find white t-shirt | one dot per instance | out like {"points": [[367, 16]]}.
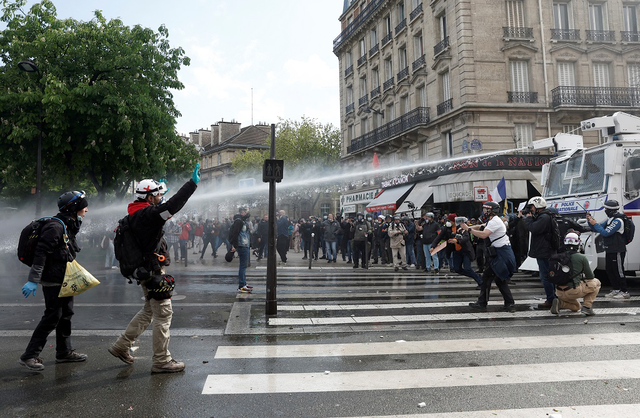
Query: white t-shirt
{"points": [[498, 229]]}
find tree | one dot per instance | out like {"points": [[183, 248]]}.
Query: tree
{"points": [[102, 93], [304, 143]]}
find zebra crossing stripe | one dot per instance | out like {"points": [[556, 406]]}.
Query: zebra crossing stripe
{"points": [[425, 347], [419, 378]]}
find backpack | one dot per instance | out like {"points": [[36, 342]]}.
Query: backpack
{"points": [[30, 236], [560, 268], [629, 228]]}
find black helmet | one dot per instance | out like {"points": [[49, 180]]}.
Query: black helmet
{"points": [[72, 202]]}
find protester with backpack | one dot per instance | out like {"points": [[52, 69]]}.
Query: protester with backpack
{"points": [[56, 246], [147, 216], [544, 242], [615, 246], [579, 282]]}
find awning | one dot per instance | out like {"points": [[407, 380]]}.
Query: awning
{"points": [[418, 196], [459, 187], [389, 198]]}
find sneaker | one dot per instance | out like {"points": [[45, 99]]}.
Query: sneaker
{"points": [[125, 356], [169, 367], [622, 295], [587, 311], [33, 364], [555, 306], [71, 357]]}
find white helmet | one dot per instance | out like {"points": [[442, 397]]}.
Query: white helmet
{"points": [[148, 187], [572, 239], [538, 202]]}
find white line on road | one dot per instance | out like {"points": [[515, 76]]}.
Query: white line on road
{"points": [[245, 384], [425, 347]]}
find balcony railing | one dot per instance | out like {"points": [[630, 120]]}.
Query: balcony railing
{"points": [[350, 108], [595, 96], [627, 36], [416, 12], [387, 84], [404, 73], [419, 63], [401, 26], [352, 27], [565, 34], [445, 107], [522, 97], [375, 92], [363, 100], [601, 36], [348, 71], [416, 117], [441, 46], [517, 33], [387, 38], [374, 50]]}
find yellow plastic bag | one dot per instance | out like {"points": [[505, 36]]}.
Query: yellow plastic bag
{"points": [[76, 280]]}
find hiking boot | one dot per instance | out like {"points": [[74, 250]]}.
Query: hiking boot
{"points": [[123, 355], [587, 311], [170, 367], [555, 306], [71, 357], [622, 295], [34, 364]]}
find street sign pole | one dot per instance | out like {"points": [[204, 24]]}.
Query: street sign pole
{"points": [[271, 307]]}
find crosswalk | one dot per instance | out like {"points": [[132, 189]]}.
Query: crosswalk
{"points": [[411, 346]]}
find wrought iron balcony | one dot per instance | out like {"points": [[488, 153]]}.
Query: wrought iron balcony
{"points": [[404, 73], [627, 36], [386, 132], [401, 26], [445, 107], [363, 100], [388, 37], [374, 50], [348, 71], [595, 96], [441, 46], [416, 12], [522, 97], [601, 36], [419, 63], [388, 84], [350, 108], [517, 32], [375, 92], [565, 34]]}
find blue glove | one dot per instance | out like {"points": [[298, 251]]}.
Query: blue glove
{"points": [[196, 174], [28, 288]]}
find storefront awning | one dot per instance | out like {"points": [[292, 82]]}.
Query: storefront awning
{"points": [[418, 196], [459, 187], [389, 198]]}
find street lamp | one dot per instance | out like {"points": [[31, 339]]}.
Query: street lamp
{"points": [[31, 67]]}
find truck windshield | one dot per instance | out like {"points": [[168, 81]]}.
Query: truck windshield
{"points": [[583, 173]]}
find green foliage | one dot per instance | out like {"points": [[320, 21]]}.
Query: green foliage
{"points": [[103, 97], [304, 143]]}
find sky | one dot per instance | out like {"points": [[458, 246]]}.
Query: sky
{"points": [[282, 49]]}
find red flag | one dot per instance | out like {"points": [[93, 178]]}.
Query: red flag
{"points": [[375, 163]]}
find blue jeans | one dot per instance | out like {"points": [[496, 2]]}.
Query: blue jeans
{"points": [[243, 254], [549, 288], [332, 249], [427, 258]]}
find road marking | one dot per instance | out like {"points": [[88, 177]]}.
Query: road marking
=====
Starting at the line that contains "find hiking boot", retype each line through the end of the listing above and nothing else.

» Response to the exercise:
find hiking boot | one dot per instance | out like {"points": [[74, 250]]}.
Query: hiking boot
{"points": [[123, 355], [587, 311], [170, 367], [555, 306], [71, 357], [622, 295], [34, 364]]}
find street sign pole | one dot per instance | out like {"points": [[204, 24]]}.
Query: street sign pole
{"points": [[271, 307]]}
find crosswalk | one dot per instance | out like {"points": [[132, 189]]}.
Query: crosswalk
{"points": [[411, 346]]}
find wrought iron balcony | one dot per instance | out like {"points": [[488, 153]]}.
Query: wrought iron balcony
{"points": [[404, 73], [627, 36], [386, 132], [401, 26], [445, 107], [363, 100], [388, 37], [374, 50], [348, 71], [595, 96], [441, 46], [416, 12], [522, 97], [601, 36], [419, 63], [388, 84], [350, 108], [517, 32], [375, 92], [565, 34]]}
find blue glove | one dot per instance | out like {"points": [[298, 251]]}.
Query: blue glove
{"points": [[196, 174], [28, 288]]}
find storefront awning | one dot per instance | out like {"points": [[292, 82]]}.
Query: storefront awning
{"points": [[418, 196], [459, 187], [389, 198]]}
find street lamp | one dot per instance | out like {"points": [[31, 339]]}.
Query: street lamp
{"points": [[31, 67]]}
find truck windshield | one dot per instance | out like {"points": [[168, 81]]}.
Query: truck windshield
{"points": [[583, 173]]}
find green foliage | one dot per instance | out like {"points": [[320, 21]]}.
Query: green foliage
{"points": [[103, 97], [304, 143]]}
find sky | one dot per instance | out like {"points": [[458, 246]]}.
Query: sky
{"points": [[282, 49]]}
find red flag | one dot per instance | out like {"points": [[93, 178]]}.
Query: red flag
{"points": [[375, 163]]}
find blue jeans | one dot per instance | out like {"points": [[496, 2]]}.
Query: blue jeans
{"points": [[243, 254], [549, 288], [332, 249], [427, 258]]}
find road marking | one dot per instance | out like {"points": [[88, 177]]}.
Query: road marking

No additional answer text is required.